Transcribe everything in the data word for word. Pictures are left out.
** begin DATA SECTION **
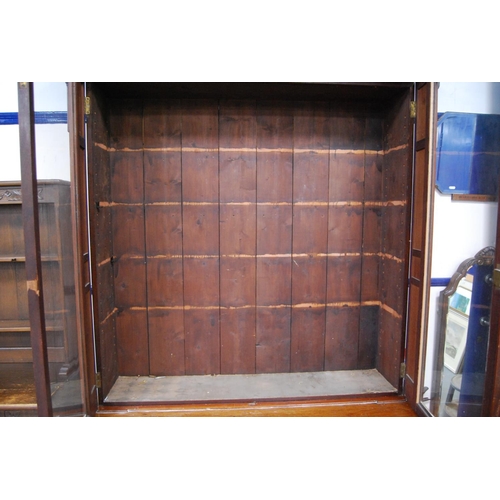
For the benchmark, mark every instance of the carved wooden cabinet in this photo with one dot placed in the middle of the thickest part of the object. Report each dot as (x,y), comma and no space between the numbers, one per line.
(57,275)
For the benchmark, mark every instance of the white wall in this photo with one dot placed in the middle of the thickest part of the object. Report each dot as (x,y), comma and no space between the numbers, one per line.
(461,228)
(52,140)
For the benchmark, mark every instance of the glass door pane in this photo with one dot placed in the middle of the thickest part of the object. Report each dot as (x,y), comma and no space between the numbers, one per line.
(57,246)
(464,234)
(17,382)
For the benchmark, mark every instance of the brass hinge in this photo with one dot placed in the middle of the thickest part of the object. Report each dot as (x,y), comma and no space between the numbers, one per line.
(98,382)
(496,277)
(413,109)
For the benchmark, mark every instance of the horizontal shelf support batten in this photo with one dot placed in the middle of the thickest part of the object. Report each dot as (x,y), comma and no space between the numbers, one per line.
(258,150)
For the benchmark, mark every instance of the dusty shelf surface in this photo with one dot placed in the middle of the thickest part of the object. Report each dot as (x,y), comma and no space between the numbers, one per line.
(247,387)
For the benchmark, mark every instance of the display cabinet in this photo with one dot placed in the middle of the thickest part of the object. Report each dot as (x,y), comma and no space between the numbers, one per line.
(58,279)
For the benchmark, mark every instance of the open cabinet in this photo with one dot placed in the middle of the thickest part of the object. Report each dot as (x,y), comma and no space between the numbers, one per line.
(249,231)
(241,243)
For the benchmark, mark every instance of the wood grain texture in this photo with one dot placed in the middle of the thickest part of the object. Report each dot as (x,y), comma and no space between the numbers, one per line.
** end DATA SECTION **
▸ SOLUTION TO THE EXERCISE:
For the benchmark, mark every instance of the carved wooden cabinet in this photo with one dot placed in the middle of the thickest part of the object. Report each dot as (x,y), comma and no space between the numbers, one per line.
(57,275)
For the benchmark, mark every instance of the white wall in this photo with one dot placed in the middle of the thickest part of the object. Report each dot as (x,y), comma and no space between the numbers, one per line.
(461,228)
(52,140)
For the benchmark, mark every instance of the glass door pane in this photo with one dot placed in the middle of the thickest part of the object. Report each dot as (x,y), comma and no space between the numbers, one per line.
(57,246)
(464,234)
(17,382)
For the benchmark, mark every instance of the brass hinge in this photo with one dot placed in the middle of the thickest part of the object. Report each dot as (x,y), comma and no space between the numbers, one per line.
(98,382)
(496,277)
(413,109)
For the benchmark, mark every instance of the horizontal shelf support batten in this photo with one dot placed in the middle of the thickest part of the object. Report each dot as (x,y), comma and no space between the numbers, one per line.
(258,150)
For the benchmark, mark every instance of the dusty shelf surface in this photo with one dot placed in the middle of the thickest part of the object. Report each dot as (x,y), comma and no space between the numbers, one per line.
(247,387)
For the benchmark, mark every instance of the display cabinet in this photo with one dot placed in the middle of the thickest part of the object. Report each dot as (x,y), comma and no space between the numbers, one per line.
(58,279)
For the benchmark, mark every instance of the open cabinet in this photo with one dot placed in the middle of the thickest part of the object. Report each dot as (x,y), comma and no space between the numbers, one per line.
(249,231)
(241,243)
For the benchmark, mark every instance of the wood grain texture in this photo with one dot placed in the middle of the thickest part of the object. Report each dot as (x,y), comma and no space between the numbers, one per line.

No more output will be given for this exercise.